Task instructions >> Can you gather every line of the items below that contains the string "give"?

Segmentation labeling items
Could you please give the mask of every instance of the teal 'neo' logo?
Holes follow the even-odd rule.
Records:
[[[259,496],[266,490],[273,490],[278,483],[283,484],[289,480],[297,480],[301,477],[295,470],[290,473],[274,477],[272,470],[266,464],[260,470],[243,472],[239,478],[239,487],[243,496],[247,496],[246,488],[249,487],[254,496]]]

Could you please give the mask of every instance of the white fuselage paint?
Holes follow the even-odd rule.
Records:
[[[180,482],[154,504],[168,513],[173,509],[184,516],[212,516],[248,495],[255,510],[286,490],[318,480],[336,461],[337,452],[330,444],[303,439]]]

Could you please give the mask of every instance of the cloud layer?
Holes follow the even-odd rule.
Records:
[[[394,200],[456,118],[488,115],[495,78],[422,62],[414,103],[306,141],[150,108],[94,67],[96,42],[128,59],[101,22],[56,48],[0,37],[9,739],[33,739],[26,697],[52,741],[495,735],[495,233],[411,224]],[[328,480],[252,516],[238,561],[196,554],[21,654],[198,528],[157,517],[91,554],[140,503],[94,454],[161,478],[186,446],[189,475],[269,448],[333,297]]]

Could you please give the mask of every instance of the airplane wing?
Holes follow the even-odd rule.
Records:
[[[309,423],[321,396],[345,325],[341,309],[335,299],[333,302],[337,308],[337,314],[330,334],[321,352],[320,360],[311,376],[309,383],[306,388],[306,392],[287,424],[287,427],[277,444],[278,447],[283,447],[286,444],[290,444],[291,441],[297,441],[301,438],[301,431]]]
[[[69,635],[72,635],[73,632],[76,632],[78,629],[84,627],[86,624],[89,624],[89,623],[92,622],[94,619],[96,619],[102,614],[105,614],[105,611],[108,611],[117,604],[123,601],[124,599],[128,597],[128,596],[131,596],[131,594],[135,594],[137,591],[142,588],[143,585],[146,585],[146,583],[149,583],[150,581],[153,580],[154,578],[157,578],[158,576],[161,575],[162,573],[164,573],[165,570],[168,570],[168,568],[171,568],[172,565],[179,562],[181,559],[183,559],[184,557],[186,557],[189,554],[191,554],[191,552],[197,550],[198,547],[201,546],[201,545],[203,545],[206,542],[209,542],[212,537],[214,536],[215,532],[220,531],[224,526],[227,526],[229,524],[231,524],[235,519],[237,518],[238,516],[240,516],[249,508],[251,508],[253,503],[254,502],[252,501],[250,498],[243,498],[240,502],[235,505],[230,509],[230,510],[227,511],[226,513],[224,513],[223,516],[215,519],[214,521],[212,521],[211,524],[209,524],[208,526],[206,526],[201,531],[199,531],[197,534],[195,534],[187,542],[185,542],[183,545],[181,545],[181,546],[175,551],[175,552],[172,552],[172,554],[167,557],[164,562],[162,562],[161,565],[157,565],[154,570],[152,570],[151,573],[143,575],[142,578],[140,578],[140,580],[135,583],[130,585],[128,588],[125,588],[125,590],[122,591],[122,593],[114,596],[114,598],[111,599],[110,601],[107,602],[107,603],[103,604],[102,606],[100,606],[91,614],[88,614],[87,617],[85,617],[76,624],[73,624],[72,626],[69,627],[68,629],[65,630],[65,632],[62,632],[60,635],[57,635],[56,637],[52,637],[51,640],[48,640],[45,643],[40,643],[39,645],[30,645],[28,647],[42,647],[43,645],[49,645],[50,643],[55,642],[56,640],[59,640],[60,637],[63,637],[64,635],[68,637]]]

Response below >>
Could you please give the mask of every instance of the teal 'neo' logo?
Could you please give the mask of every instance of the white fuselage paint?
Could you please give the mask of every instance of the cloud layer?
Could you please give the mask of every instance of the airplane wing?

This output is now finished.